SET PROBLEM —
Leaving out the pictures, retype all the material exactly.

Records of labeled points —
· · · · · · ·
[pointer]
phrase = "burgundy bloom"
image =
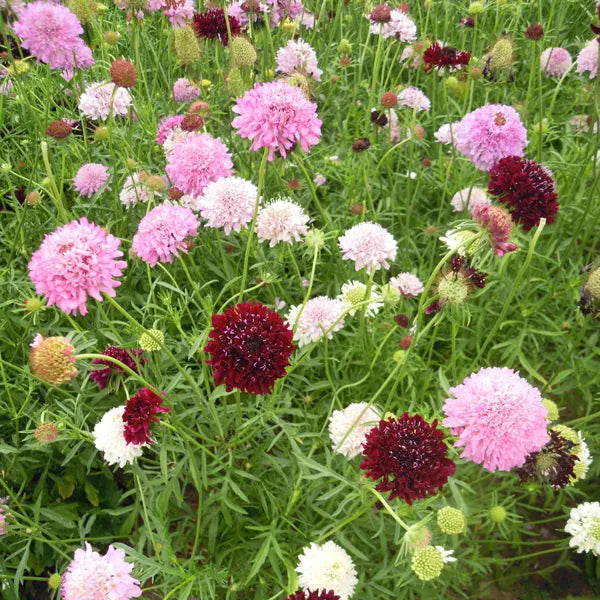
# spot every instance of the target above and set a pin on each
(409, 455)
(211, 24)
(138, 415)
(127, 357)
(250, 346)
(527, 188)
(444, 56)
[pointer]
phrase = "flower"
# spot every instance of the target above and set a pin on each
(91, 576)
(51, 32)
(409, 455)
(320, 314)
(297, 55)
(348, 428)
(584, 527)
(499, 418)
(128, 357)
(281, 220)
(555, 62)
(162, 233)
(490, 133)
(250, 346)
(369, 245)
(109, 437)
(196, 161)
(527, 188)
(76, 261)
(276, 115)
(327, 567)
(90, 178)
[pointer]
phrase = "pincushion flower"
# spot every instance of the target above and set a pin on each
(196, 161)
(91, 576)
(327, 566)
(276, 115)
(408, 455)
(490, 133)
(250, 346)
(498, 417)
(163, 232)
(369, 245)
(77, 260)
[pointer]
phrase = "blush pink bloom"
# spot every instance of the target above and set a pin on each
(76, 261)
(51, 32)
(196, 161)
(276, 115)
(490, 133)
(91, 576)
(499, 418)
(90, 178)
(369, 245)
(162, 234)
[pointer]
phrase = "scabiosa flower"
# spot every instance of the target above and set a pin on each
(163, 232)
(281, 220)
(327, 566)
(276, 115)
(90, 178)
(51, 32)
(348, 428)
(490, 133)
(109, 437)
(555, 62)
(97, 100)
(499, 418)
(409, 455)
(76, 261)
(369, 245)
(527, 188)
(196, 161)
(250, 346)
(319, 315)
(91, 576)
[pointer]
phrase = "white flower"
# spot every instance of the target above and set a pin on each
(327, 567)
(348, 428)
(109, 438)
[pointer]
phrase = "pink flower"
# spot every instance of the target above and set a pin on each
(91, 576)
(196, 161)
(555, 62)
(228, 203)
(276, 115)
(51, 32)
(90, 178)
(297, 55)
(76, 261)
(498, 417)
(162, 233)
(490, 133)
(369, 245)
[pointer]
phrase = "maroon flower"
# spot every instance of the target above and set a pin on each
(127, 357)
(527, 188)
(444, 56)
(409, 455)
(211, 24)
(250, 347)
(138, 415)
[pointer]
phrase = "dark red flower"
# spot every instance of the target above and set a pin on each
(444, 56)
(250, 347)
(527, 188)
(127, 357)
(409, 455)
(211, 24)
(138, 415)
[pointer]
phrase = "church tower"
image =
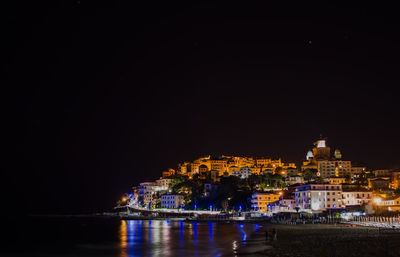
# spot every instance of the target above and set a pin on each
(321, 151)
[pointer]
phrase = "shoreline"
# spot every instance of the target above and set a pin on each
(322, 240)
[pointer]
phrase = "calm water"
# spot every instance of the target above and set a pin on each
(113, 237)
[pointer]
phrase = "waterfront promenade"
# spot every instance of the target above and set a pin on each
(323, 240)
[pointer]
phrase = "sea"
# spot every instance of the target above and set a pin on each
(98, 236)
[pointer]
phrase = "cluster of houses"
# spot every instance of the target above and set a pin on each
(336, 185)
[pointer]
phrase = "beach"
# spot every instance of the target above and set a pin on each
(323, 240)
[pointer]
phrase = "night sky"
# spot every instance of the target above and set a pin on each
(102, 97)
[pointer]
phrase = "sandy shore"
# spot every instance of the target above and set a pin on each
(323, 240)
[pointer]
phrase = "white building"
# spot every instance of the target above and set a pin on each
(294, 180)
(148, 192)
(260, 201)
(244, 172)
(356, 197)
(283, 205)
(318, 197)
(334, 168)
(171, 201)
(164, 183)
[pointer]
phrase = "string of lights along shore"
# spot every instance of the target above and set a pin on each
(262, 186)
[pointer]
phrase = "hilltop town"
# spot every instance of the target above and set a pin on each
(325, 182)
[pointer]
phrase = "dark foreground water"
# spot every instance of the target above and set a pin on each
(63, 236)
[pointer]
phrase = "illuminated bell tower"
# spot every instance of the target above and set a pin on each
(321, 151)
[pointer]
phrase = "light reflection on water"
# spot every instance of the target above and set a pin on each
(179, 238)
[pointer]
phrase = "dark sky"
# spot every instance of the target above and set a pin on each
· · · · · · ·
EXPECTED ANSWER —
[pointer]
phrase = "burgundy bloom"
image =
# spot every instance of the target above and set a pin on each
(409, 455)
(211, 24)
(138, 415)
(127, 357)
(250, 346)
(527, 188)
(444, 56)
[pointer]
phrase = "flower"
# spot every instance of the target above and set a pin on each
(91, 576)
(51, 32)
(409, 455)
(320, 314)
(297, 55)
(348, 428)
(584, 527)
(499, 418)
(128, 357)
(281, 220)
(555, 62)
(162, 233)
(490, 133)
(250, 346)
(369, 245)
(109, 437)
(196, 161)
(527, 188)
(76, 261)
(276, 115)
(327, 567)
(90, 178)
[pointer]
phrase = "pincushion flower"
# spot every instance of the target above and set a pin on each
(196, 161)
(91, 576)
(327, 566)
(276, 115)
(408, 455)
(490, 133)
(250, 346)
(498, 417)
(163, 232)
(369, 245)
(77, 260)
[pointer]
phrase = "blush pink bloom"
# spot every instance of the target above and set a pin on each
(76, 261)
(51, 32)
(196, 161)
(276, 115)
(490, 133)
(91, 576)
(499, 418)
(90, 178)
(369, 245)
(162, 234)
[pointer]
phrase = "scabiosa flower"
# spot every instance of the target above and set a pin on each
(163, 232)
(281, 220)
(327, 566)
(276, 115)
(90, 178)
(51, 32)
(348, 428)
(490, 133)
(109, 437)
(555, 62)
(97, 100)
(499, 418)
(409, 455)
(76, 261)
(369, 245)
(527, 188)
(196, 161)
(250, 346)
(319, 315)
(91, 576)
[pointer]
phrase = "white flower"
# spot every instance of the target above and set a pin on each
(327, 567)
(348, 428)
(109, 438)
[pointer]
phrase = "pink flower"
# spot every instance of the target above and set a pin on each
(91, 576)
(196, 161)
(555, 62)
(228, 203)
(276, 115)
(51, 32)
(90, 178)
(297, 55)
(76, 261)
(498, 417)
(162, 233)
(490, 133)
(369, 245)
[pointer]
phrase = "maroon flower"
# spot every instance of the target above and set a pin on each
(127, 357)
(527, 188)
(444, 56)
(409, 455)
(211, 24)
(250, 347)
(138, 415)
[pointer]
phrase = "dark red flower"
# spot every instance of the target above and set a pin on each
(444, 56)
(250, 347)
(527, 188)
(127, 357)
(409, 455)
(211, 24)
(138, 415)
[pointer]
phrase = "church tower"
image =
# spot every instance of the target above and set a pin on each
(321, 151)
[pointer]
phrase = "shoreline"
# spot every instance of the target above and set a pin on each
(322, 240)
[pointer]
phrase = "calm water"
# spot every instance of the target above and set a pin on each
(113, 237)
[pointer]
phrase = "waterfront promenade"
# spot every instance of the target above and set a pin on each
(323, 240)
[pointer]
phrase = "sea"
# spot every instance of the target above and set a pin on each
(98, 236)
[pointer]
phrase = "cluster of houses"
# spot every instance of the target above and set a pin on each
(336, 185)
[pointer]
phrase = "beach"
# spot every instance of the target above and set a pin on each
(323, 240)
[pointer]
phrase = "night sky"
# spot every instance of the target above and set a pin on each
(102, 97)
[pointer]
phrase = "sandy shore"
# spot every instance of the target above and set a pin on each
(323, 240)
[pointer]
phrase = "white building"
# spot every instance of the target above and set a pin on each
(294, 180)
(148, 192)
(260, 201)
(244, 172)
(356, 197)
(283, 205)
(318, 197)
(334, 168)
(171, 201)
(164, 183)
[pointer]
phrase = "string of lights along shore"
# spot every instance of the target above and set a pin on each
(262, 186)
[pointer]
phrase = "hilltop town"
# spot every instance of the target above and set a pin on each
(325, 182)
[pointer]
phrase = "dark foreground water"
# spot every instance of the target above and set a pin on each
(63, 236)
[pointer]
phrase = "illuminated bell tower"
# spot every instance of the target above and set a pin on each
(321, 151)
[pointer]
phrase = "light reflection on water"
# spot every instance of the target above and set a pin on each
(179, 238)
[pointer]
phrase = "dark sky"
# spot every instance of the target above and set a pin on each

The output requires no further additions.